● **WHAT TO DO**:
1. In the mod_dtcl email, list every word that is directly followed by an ellipsis (...).
2. According to the mod_dtcl email, where has the dtcl parser been extracted to?
3. Copy the part of the mod_dtcl email starting at "Wojciech Kocjan <[EMAIL" and ending at "rest of mod_dtcl:-)", swapping "uniform" for "consistent".

··· TEXT PASSAGE ···

Wojciech Kocjan <[EMAIL PROTECTED]> writes:

> > Comments should be C style comments.

> I can't bare the fact that C style comments cannot be nested... And
> /* */'ing the code is my habit, I can't turn to
> #ifdef UNDEFINEDDEFINE
> #endif

> Ok, I'll check out the code and probably change it a bit...

If you don't fix the style, and I end up including the code, I will,
as I want the code to look reasonably uniform.  But I would appreciate
receiving code that more or less looks like the rest of mod_dtcl:-)
 
> > I'll have a look at my own parser, too, and see what it would take to
> > extract *just* the parsing code.

I've extracted the dtcl parser into parser.c, in the CVS tree.  It was
actually slightly easier than I'd immagined... probably due to some of
the reworking I've been doing.

> Actually, I was thinking of choosing which one is faster. I'd have
> to write a part for creating pure Tcl code, probably reuse of your
> code...

··· RECORDED INFORMATION ···

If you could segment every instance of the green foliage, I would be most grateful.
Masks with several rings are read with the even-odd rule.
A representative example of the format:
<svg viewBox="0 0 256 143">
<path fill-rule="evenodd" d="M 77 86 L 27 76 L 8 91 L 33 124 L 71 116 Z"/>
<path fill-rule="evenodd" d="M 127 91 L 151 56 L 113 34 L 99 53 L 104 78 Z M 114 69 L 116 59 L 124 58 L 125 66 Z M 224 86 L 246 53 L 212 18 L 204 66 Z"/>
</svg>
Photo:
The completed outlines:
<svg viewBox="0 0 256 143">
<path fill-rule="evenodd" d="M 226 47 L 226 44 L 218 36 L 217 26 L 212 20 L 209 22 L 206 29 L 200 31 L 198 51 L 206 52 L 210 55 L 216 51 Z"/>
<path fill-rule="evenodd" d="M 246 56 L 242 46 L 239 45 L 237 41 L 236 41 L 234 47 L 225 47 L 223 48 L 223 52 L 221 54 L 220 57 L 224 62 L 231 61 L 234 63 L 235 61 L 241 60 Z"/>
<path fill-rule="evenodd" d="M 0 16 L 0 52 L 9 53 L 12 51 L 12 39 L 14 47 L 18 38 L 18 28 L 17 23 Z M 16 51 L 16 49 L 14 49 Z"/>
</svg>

···

● **SOLUTIONS TO THE TASKS**:
1.
nested
bit
immagined
code

2. Into parser.c, in the CVS tree.

3.
Wojciech Kocjan <[EMAIL PROTECTED]> writes:

> > Comments should be C style comments.

> I can't bare the fact that C style comments cannot be nested... And
> /* */'ing the code is my habit, I can't turn to
> #ifdef UNDEFINEDDEFINE
> #endif

> Ok, I'll check out the code and probably change it a bit...

If you don't fix the style, and I end up including the code, I will,
as I want the code to look reasonably consistent.  But I would appreciate
receiving code that more or less looks like the rest of mod_dtcl:-)